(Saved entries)
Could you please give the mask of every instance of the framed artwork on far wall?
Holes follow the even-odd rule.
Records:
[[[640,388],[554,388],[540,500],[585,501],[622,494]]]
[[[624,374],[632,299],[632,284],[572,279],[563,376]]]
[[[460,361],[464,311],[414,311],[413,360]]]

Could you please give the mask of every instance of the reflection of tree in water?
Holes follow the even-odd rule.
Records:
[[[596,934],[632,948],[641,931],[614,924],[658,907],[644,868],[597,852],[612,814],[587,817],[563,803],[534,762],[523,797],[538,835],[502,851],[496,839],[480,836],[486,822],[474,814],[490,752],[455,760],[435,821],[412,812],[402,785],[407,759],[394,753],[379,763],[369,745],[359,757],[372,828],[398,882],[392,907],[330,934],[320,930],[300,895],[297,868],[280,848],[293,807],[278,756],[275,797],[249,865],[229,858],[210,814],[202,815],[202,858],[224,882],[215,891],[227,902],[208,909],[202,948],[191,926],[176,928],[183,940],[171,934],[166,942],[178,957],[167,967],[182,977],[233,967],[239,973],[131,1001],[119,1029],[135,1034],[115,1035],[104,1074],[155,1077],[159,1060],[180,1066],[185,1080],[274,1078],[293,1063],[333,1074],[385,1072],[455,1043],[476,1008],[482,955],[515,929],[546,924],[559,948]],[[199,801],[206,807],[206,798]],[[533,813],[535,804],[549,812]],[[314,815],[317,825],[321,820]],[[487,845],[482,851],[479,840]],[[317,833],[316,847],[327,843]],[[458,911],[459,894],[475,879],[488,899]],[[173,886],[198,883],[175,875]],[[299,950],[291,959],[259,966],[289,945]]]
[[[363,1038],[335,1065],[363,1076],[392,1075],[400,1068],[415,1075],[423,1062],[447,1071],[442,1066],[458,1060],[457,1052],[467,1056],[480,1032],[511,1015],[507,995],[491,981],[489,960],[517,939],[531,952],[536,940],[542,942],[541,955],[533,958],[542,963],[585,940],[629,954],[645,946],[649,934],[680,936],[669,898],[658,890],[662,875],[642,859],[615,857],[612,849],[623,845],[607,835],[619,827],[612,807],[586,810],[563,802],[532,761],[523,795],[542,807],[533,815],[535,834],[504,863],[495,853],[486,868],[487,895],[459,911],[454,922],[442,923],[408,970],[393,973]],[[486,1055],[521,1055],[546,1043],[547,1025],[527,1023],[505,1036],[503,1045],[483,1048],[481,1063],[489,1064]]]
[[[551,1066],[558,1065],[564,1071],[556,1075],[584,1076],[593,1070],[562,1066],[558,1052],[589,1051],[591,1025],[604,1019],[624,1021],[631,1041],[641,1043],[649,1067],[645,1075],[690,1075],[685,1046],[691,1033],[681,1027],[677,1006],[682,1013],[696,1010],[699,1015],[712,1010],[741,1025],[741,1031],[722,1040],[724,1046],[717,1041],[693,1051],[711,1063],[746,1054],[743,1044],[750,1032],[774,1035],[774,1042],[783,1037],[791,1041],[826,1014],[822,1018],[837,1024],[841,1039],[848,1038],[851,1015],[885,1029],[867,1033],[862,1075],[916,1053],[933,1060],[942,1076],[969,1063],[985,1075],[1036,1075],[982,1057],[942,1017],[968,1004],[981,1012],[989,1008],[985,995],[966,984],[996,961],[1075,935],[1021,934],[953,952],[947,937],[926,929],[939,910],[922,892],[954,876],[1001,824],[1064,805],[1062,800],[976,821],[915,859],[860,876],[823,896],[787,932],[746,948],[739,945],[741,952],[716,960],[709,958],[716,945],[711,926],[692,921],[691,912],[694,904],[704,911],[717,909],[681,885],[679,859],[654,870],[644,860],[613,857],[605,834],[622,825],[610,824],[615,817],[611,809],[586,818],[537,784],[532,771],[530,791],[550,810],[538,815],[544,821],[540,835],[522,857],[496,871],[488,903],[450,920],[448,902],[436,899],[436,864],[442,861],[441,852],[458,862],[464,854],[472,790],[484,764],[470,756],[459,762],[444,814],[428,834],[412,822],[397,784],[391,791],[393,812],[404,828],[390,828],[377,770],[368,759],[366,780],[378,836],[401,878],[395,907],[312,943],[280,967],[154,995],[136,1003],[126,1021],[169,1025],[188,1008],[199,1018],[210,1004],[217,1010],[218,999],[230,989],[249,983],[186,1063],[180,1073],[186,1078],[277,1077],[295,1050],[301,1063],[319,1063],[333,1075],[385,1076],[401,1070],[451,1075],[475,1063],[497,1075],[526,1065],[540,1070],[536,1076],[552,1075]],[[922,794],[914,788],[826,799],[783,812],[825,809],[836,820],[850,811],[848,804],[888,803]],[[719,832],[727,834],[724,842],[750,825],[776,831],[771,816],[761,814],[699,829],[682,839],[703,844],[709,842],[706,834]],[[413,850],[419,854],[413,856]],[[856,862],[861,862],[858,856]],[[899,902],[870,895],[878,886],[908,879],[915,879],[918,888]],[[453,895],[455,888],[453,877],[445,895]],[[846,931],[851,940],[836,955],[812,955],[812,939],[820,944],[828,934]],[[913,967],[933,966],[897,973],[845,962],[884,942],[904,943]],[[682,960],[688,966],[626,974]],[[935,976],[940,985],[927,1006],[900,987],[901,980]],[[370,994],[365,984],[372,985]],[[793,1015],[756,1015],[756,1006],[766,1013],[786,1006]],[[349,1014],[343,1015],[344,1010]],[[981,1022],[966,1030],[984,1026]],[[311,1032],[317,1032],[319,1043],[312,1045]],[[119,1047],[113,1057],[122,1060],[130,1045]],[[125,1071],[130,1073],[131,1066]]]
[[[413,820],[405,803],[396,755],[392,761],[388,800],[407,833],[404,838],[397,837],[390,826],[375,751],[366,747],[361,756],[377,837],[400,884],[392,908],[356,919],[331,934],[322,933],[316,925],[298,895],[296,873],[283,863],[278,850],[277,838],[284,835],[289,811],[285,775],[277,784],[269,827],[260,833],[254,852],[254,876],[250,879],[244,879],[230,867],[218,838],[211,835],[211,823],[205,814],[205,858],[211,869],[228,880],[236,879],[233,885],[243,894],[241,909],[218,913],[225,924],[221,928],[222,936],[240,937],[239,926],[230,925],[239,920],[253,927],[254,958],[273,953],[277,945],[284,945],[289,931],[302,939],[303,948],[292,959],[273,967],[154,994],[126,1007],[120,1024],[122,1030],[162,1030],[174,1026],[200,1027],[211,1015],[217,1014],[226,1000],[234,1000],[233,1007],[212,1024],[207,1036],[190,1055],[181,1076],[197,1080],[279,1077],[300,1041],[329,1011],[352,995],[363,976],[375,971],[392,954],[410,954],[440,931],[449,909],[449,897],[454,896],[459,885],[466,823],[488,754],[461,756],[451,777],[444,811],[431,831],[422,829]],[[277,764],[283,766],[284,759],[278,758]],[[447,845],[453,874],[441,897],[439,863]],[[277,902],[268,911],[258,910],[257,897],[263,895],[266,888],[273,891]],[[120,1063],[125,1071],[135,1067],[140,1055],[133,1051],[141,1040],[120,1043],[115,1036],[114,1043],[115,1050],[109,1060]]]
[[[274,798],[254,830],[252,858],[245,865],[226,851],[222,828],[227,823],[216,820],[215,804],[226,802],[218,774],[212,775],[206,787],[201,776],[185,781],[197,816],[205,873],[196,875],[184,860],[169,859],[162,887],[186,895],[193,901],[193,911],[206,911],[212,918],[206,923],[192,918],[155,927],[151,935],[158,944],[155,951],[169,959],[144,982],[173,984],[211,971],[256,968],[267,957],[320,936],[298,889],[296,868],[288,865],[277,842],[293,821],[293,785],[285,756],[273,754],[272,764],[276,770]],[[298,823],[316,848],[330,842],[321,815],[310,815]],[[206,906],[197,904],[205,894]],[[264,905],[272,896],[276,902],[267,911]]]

■ Work instruction: Reproduce the lines of the records exactly, from the first one through the line that contains "tree in water?".

■ Answer section:
Could you please give the mask of every instance of the framed artwork on far wall?
Holes follow the even-odd rule.
Records:
[[[640,388],[554,388],[540,500],[585,501],[622,494]]]
[[[624,374],[632,299],[632,284],[572,279],[563,376]]]
[[[460,361],[464,311],[414,311],[413,360]]]

Could you please give the mask of every instance of the reflection of tree in water?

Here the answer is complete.